» **TASK**: Search term "glaze": copy each line of the records that contains it.

------------------------------------------------------------------------

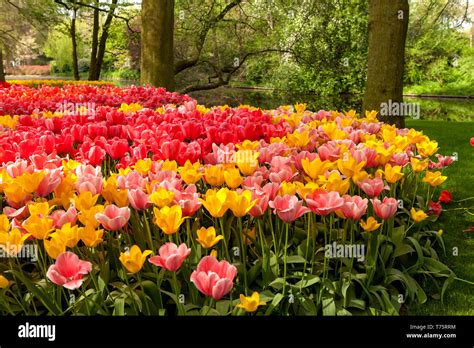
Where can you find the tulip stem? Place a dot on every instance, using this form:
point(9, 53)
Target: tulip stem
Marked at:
point(181, 310)
point(243, 253)
point(285, 258)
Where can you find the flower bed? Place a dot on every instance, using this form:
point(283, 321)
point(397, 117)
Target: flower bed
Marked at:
point(143, 201)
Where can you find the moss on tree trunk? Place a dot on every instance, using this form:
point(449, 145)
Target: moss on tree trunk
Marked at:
point(388, 26)
point(157, 59)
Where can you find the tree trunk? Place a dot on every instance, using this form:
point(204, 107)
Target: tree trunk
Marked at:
point(103, 39)
point(75, 65)
point(95, 44)
point(2, 72)
point(157, 59)
point(388, 26)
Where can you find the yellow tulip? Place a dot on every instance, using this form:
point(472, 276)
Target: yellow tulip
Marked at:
point(30, 181)
point(207, 237)
point(134, 259)
point(3, 282)
point(298, 139)
point(349, 167)
point(216, 202)
point(418, 165)
point(162, 197)
point(427, 148)
point(418, 216)
point(232, 178)
point(168, 219)
point(240, 203)
point(40, 209)
point(69, 234)
point(316, 167)
point(434, 178)
point(85, 200)
point(12, 242)
point(247, 161)
point(38, 227)
point(87, 217)
point(214, 175)
point(4, 223)
point(370, 225)
point(250, 303)
point(54, 246)
point(91, 237)
point(190, 172)
point(248, 145)
point(393, 174)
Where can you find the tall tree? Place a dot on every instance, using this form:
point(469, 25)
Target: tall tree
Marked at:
point(157, 56)
point(388, 26)
point(2, 72)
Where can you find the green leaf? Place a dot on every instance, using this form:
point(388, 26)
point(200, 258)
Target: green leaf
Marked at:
point(43, 296)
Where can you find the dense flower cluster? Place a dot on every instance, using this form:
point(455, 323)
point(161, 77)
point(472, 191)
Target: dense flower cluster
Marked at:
point(146, 171)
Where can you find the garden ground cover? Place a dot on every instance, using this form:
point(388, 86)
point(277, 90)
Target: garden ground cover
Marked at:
point(454, 137)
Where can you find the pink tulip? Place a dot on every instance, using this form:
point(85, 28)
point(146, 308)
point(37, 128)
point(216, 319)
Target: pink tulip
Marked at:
point(214, 278)
point(68, 271)
point(372, 187)
point(90, 179)
point(323, 203)
point(385, 209)
point(139, 200)
point(354, 207)
point(113, 217)
point(288, 207)
point(171, 256)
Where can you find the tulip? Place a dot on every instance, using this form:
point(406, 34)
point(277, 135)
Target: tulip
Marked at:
point(240, 203)
point(354, 207)
point(434, 178)
point(55, 245)
point(68, 271)
point(435, 208)
point(90, 236)
point(113, 218)
point(216, 202)
point(372, 187)
point(214, 175)
point(393, 174)
point(4, 282)
point(171, 257)
point(169, 219)
point(139, 200)
point(232, 178)
point(213, 278)
point(250, 303)
point(38, 227)
point(385, 209)
point(323, 203)
point(190, 172)
point(418, 215)
point(134, 259)
point(446, 197)
point(288, 208)
point(162, 197)
point(370, 225)
point(11, 242)
point(207, 237)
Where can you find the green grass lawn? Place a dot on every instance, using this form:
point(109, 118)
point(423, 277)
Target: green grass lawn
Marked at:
point(454, 137)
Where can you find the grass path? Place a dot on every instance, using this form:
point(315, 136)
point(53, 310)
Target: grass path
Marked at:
point(454, 137)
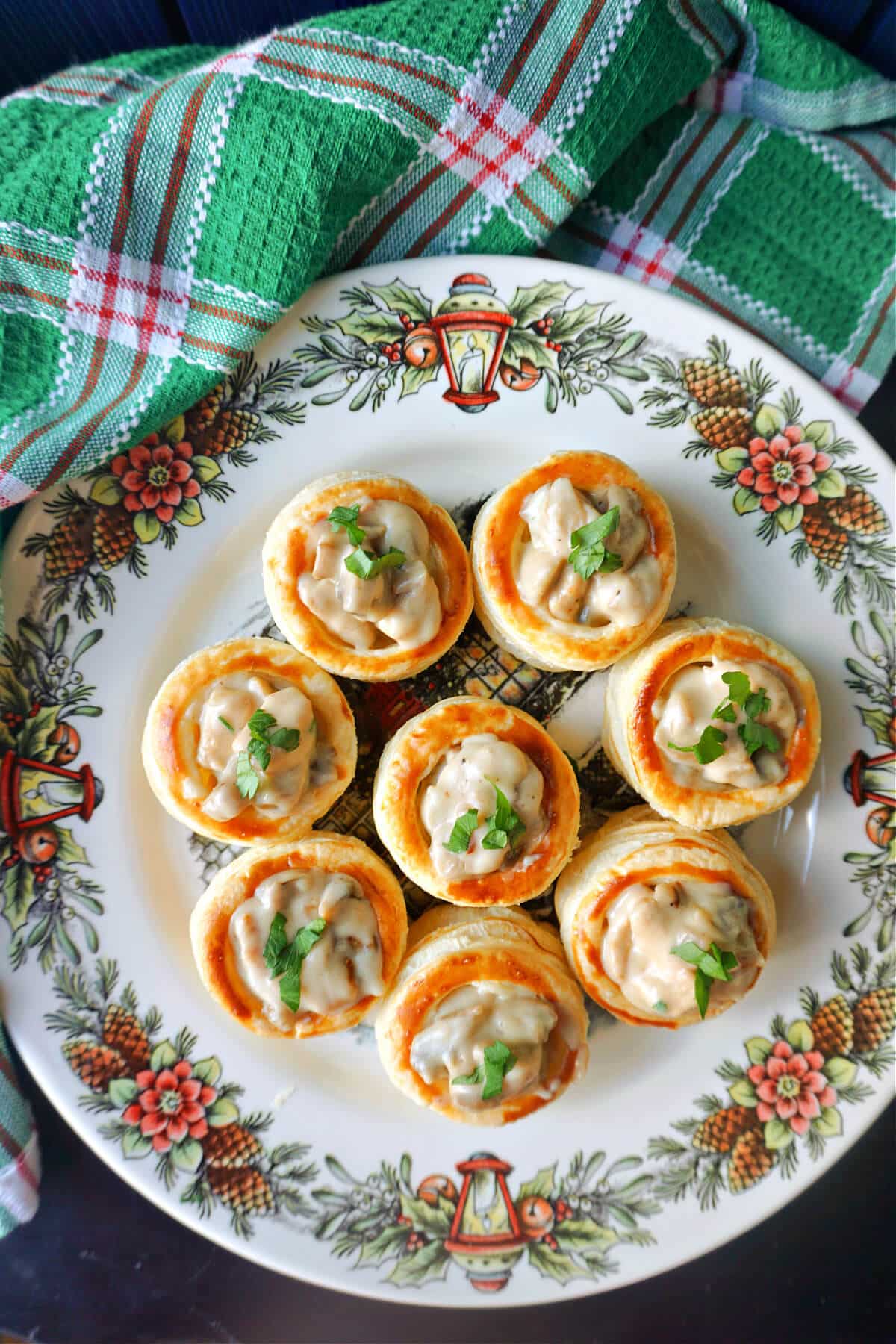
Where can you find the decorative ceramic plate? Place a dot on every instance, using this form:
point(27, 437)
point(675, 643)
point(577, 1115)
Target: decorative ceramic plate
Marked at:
point(301, 1155)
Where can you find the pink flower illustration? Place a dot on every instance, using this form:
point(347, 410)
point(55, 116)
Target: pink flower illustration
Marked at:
point(791, 1086)
point(783, 468)
point(156, 477)
point(171, 1105)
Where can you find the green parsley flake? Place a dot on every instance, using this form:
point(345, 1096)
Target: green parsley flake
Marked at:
point(711, 965)
point(462, 833)
point(264, 737)
point(347, 517)
point(709, 747)
point(588, 554)
point(285, 960)
point(497, 1062)
point(364, 564)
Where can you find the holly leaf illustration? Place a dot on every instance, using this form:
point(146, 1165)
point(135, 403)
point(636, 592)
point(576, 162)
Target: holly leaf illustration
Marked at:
point(555, 1265)
point(430, 1261)
point(541, 1184)
point(879, 724)
point(19, 894)
point(371, 326)
point(433, 1219)
point(403, 299)
point(34, 735)
point(415, 378)
point(583, 1234)
point(524, 344)
point(532, 302)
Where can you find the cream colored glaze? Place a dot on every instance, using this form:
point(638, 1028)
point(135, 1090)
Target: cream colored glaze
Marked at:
point(548, 584)
point(685, 709)
point(401, 606)
point(344, 965)
point(457, 1030)
point(465, 779)
point(235, 698)
point(647, 921)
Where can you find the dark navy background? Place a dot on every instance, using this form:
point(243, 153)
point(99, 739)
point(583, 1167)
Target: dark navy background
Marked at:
point(45, 35)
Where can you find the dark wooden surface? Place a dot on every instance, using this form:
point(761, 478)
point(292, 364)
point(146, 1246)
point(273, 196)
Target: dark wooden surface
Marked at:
point(99, 1263)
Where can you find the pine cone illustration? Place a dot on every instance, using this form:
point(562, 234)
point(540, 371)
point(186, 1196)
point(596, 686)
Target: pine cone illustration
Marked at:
point(719, 1132)
point(122, 1033)
point(874, 1016)
point(832, 1027)
point(231, 430)
point(750, 1162)
point(113, 535)
point(724, 426)
point(230, 1145)
point(94, 1065)
point(712, 383)
point(242, 1189)
point(200, 417)
point(825, 539)
point(70, 546)
point(857, 511)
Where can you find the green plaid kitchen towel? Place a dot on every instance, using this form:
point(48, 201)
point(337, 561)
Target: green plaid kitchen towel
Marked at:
point(159, 211)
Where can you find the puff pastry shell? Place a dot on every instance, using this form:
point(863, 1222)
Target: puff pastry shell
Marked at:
point(635, 685)
point(285, 559)
point(450, 948)
point(171, 738)
point(497, 537)
point(638, 846)
point(417, 749)
point(321, 853)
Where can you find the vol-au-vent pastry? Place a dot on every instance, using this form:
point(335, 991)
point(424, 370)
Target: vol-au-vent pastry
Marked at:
point(664, 925)
point(476, 803)
point(484, 1023)
point(301, 939)
point(366, 576)
point(574, 562)
point(712, 724)
point(249, 742)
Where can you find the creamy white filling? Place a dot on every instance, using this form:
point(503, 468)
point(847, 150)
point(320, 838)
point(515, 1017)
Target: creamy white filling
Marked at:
point(548, 584)
point(455, 1033)
point(687, 707)
point(465, 779)
point(344, 965)
point(647, 921)
point(228, 705)
point(401, 606)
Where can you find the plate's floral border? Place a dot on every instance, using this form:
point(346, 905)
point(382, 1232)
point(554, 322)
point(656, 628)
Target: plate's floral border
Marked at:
point(159, 1097)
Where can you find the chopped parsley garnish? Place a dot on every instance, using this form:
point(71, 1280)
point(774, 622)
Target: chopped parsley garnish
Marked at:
point(711, 746)
point(462, 831)
point(262, 735)
point(497, 1062)
point(505, 826)
point(711, 965)
point(753, 734)
point(588, 554)
point(364, 564)
point(285, 960)
point(347, 517)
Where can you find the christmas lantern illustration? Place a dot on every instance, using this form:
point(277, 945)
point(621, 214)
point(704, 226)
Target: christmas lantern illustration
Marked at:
point(872, 779)
point(35, 794)
point(472, 327)
point(485, 1238)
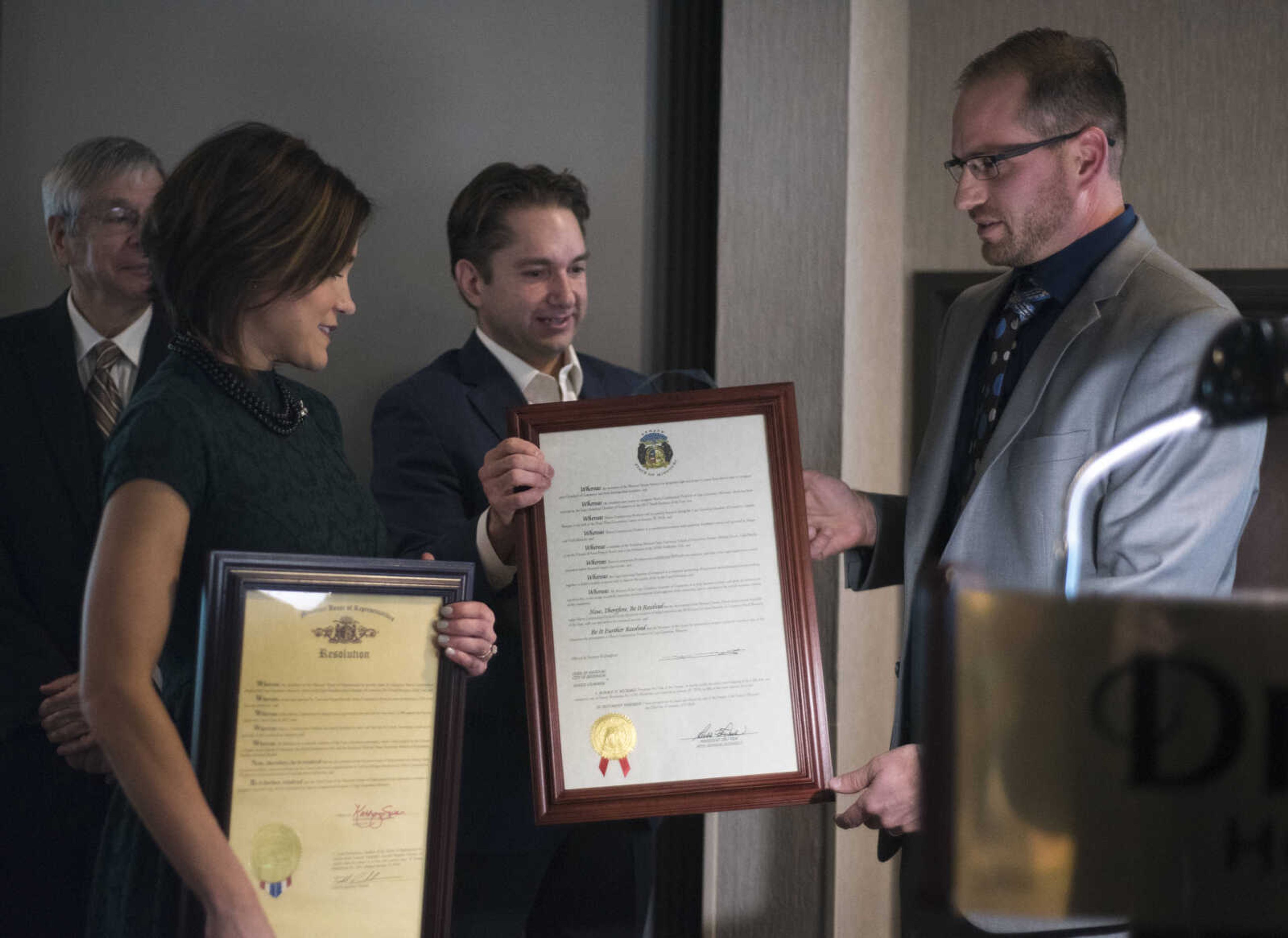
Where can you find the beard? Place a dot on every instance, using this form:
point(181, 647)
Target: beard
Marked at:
point(1030, 235)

------------------------------------------------------------------------

» **SOLVED PROBLEM**:
Where can you find the cream colored glaze? Place a dot on every instance, using this form:
Target: cream colored glaze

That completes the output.